-- ページの本文 --
企業がこれだけ巨額の資金を投じて他社の製品を買ったら、当然それを事業活動に使うはずでしょう。いつ担保権を行使されるかわからない状態でその製品を使いつづけられるものでしょうか。
それ以上に不思議なのは、融資をする側の態度です。
使っていれば当然目減りするだけではなく、技術がどんどん進んでいるので時間が経つだけでも減価していくハイテク製品を、借り手がメーカーから買ったときとまったく同じ価値を持つ担保として受け入れているのは、自社の株主や従業員に対する背信行為ではないでしょうか。
さらにエヌヴィディアにとっては製品の買い手であり、シンジケート団にとっては融資の借り手であるコアウィーヴという企業が、自称「小さいけれども安定したニッチを持ったクラウド運営企業」と名乗っているだけで、ほとんど実績がなさそうな会社なのです。
こんな会社が主要顧客だとしたら、その他の顧客はいったいどれほど極小企業ばかりなのかと心配になる顔ぶれです。
というわけで、どうやらエヌヴィディアの社内でもインサイダーとして自社株の取引についてきちんと報告する義務を負っている人たちは、長い株価上昇期間を通じてまったくと言っていいほど自社株を買っていません。
それはまあ、株式市場と言えばストックオプションで安く手に入れた自社株を売るために存在すると思っている企業経営者が多いアメリカではふつうのことなのかもしれません。
ただ、注目したいのは2022年の第4四半期(10~12月)の株価が150ドル近辺に下がっていたときでさえ、今のうちに売っておいたほうが安全だと考えるインサイダー(経営幹部)もいたという事実です。
ブラックロック首謀者説はありか?私は、このかなり異様な取引を陰で操っていたのはブラックロックではないかと見ていました。2021年の年末エヌヴィディア株が300ドル台に乗せた頃大量に仕込んでしまって、半値以下になったのでなんとか株価を戻そうと売上を膨らまさせたという筋書きです。
でも、次の保有株数推移を見て、そこまで短期的な悪あがきをする必要はないことがわかりました。
なんと持株の大多数をなかなか株価が20ドル台に乗せられなかった低迷期に買っていたので、後入れ先出しにしてもコストは20ドル台前半と、売り値が150ドル前後でもたっぷり益を出して売り抜けることができます。

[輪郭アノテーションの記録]
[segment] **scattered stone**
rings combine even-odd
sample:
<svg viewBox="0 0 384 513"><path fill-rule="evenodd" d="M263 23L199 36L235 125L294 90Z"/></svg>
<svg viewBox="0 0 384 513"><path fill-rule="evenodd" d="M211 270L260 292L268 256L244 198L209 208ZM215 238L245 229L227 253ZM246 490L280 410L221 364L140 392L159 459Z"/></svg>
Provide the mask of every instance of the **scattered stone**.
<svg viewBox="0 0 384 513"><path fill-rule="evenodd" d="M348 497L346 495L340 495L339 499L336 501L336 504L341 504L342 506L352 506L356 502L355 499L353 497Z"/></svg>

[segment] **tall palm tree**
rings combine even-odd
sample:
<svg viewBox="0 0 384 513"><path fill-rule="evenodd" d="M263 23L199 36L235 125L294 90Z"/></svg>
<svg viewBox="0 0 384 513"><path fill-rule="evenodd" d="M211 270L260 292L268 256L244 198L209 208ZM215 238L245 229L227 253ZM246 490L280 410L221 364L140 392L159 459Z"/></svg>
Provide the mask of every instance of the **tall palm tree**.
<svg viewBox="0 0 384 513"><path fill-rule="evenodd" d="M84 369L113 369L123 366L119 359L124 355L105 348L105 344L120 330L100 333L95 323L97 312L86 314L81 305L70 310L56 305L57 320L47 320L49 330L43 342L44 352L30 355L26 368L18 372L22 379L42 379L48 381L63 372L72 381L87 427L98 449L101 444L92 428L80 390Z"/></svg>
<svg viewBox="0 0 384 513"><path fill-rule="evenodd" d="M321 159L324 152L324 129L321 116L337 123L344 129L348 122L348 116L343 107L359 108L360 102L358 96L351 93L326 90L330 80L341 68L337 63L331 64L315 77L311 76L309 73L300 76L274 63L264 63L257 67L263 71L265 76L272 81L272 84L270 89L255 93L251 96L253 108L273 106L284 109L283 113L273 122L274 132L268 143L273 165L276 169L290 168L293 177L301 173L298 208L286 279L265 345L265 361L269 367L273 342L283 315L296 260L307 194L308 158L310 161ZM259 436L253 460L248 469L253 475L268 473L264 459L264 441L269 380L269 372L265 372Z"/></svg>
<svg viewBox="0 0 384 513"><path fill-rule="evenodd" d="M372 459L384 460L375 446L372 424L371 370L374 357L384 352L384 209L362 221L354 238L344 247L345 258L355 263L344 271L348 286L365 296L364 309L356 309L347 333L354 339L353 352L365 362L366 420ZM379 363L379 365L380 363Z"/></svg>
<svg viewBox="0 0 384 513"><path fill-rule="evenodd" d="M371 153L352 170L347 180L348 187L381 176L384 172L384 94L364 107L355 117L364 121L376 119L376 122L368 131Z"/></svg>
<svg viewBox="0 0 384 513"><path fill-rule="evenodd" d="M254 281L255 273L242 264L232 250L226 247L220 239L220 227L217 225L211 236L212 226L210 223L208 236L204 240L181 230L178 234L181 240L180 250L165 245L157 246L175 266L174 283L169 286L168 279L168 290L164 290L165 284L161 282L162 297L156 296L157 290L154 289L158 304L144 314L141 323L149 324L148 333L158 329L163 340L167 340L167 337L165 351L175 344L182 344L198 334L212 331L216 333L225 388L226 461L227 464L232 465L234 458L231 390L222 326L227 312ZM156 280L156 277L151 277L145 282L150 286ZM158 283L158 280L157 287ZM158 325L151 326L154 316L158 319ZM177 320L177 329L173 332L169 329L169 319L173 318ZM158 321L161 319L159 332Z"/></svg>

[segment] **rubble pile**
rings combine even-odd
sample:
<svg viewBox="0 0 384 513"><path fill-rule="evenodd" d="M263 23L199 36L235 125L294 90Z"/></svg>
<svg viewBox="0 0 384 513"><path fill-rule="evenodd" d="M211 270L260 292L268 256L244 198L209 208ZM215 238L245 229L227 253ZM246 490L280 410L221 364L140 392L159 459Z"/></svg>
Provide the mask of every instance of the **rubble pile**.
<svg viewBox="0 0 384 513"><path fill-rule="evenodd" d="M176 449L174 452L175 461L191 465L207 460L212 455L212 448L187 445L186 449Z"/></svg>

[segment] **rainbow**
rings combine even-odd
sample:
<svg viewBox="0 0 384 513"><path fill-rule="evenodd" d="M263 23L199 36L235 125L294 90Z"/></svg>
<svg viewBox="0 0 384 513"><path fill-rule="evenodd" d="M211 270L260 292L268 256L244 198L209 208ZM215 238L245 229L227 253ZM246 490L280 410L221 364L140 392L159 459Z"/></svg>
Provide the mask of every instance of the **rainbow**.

-- 作業 A --
エヌヴィディア株の文章から、「こんな会社が主要顧客だとした」から「らまさせたという筋書きです。」までを、その両方を含めて引用してください。
-- 作業 B --
エヌヴィディア株の文章の続きを、最後の文のあとから書いてください。

-- 答え A --
こんな会社が主要顧客だとしたら、その他の顧客はいったいどれほど極小企業ばかりなのかと心配になる顔ぶれです。
というわけで、どうやらエヌヴィディアの社内でもインサイダーとして自社株の取引についてきちんと報告する義務を負っている人たちは、長い株価上昇期間を通じてまったくと言っていいほど自社株を買っていません。
それはまあ、株式市場と言えばストックオプションで安く手に入れた自社株を売るために存在すると思っている企業経営者が多いアメリカではふつうのことなのかもしれません。
ただ、注目したいのは2022年の第4四半期(10~12月)の株価が150ドル近辺に下がっていたときでさえ、今のうちに売っておいたほうが安全だと考えるインサイダー(経営幹部)もいたという事実です。
ブラックロック首謀者説はありか?私は、このかなり異様な取引を陰で操っていたのはブラックロックではないかと見ていました。2021年の年末エヌヴィディア株が300ドル台に乗せた頃大量に仕込んでしまって、半値以下になったのでなんとか株価を戻そうと売上を膨らまさせたという筋書きです。

-- 答え B --
ただ、いくらコストが安かろうと売り値は高ければ高いほど儲かるわけですから、首謀者ではないとしても一枚かんでも刑事訴追を受けたり民事で和解金を払わされたりするほど出しゃばらずに済むなら、株価引き上げ作戦に同調するのはたしかでしょう。
そして、現代アメリカの証券・金融監督行政はまったく大手金融業者の言いなりですから、ほとんど警戒心を持つ必要もなく、協力していたことでしょう。
コアウィーヴの経営陣は現代アメリカの縮図いや、大手金融業者ばかりではなく、小悪党集団がなかなか悪だくみが成功しなくても辛抱強くあれこれ試していれば大当たりのくじを引くチャンスもあるのが、現代アメリカの金融業界です。コアウィーヴ経営陣の略歴がまさにそういう人生を物語っています。
天然ガス先物にしても、暗号通貨の採掘にしても、違法性の薄い事業をしているうちは、炭素排出権取引のようなうま味はなかったでしょう。
ですが、実際に現場で暗号通貨を入手するための計算を大量にやっている作業員にせっつかれて高性能のGPUを買っておいたのが役に立って、一応クラウド事業の体裁を整えた架空取引によって大金をせしめるチャンスを獲得したわけです。
なぜそれだけで大儲けするチャンスになるかと言えば、この架空取引の首謀者たちは「これが架空取引でないことを証明する」ために、かなり高い評価でコアウィーヴの上場をおぜん立てしてくれているからです。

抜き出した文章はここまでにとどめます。